Records of labeled points:

######

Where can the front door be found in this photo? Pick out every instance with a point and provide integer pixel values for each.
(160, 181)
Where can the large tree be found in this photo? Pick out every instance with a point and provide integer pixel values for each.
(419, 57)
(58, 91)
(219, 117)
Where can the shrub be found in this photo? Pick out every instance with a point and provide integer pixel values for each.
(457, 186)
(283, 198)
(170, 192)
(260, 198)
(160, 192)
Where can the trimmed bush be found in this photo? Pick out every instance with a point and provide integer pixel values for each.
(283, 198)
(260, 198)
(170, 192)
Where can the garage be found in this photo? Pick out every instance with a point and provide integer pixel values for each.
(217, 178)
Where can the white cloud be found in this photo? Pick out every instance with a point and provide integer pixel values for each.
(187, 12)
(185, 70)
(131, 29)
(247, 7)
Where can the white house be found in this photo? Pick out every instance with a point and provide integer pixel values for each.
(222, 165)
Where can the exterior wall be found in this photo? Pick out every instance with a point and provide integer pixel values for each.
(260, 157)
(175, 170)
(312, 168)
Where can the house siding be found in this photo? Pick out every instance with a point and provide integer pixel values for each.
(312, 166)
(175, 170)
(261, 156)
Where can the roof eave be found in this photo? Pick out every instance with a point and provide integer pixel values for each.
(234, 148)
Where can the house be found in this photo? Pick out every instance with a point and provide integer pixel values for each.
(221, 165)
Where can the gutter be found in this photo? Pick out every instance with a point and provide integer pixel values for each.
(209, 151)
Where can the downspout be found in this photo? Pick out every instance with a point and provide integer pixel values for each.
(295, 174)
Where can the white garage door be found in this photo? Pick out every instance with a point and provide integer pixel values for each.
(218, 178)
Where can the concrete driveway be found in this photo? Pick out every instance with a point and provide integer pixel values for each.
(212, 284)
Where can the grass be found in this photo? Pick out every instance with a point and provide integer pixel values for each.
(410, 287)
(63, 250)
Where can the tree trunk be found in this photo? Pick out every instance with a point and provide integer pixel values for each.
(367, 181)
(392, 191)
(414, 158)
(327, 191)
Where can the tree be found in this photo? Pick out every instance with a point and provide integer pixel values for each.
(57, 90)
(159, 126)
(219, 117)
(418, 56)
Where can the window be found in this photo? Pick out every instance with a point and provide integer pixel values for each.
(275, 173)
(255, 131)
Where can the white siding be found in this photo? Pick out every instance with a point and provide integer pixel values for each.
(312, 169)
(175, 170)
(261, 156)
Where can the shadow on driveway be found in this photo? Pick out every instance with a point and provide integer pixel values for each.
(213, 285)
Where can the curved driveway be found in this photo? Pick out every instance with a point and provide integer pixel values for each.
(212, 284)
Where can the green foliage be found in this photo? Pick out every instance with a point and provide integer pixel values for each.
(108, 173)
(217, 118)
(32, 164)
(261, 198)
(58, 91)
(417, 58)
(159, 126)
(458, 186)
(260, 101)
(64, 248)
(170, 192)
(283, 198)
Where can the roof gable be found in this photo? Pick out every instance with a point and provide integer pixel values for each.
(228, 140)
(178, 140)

######

Starting from the line with "Where can the curved" and ending with the final line of the data, quote every line exactly, both ends included.

TASK ANSWER:
Where can the curved driveway be found in this photo? Pick out every instance with a point and provide integer pixel values for each.
(212, 284)
Where can the green foliage be found in this photo? Pick out every instance with a point and provide integer pixel values for each.
(108, 173)
(217, 118)
(32, 164)
(261, 198)
(58, 91)
(417, 58)
(159, 126)
(458, 186)
(260, 101)
(64, 248)
(170, 192)
(283, 198)
Where can the roof gable be found in this photo? Pick out every instance with a point and provide integer pixel values for each.
(228, 140)
(178, 140)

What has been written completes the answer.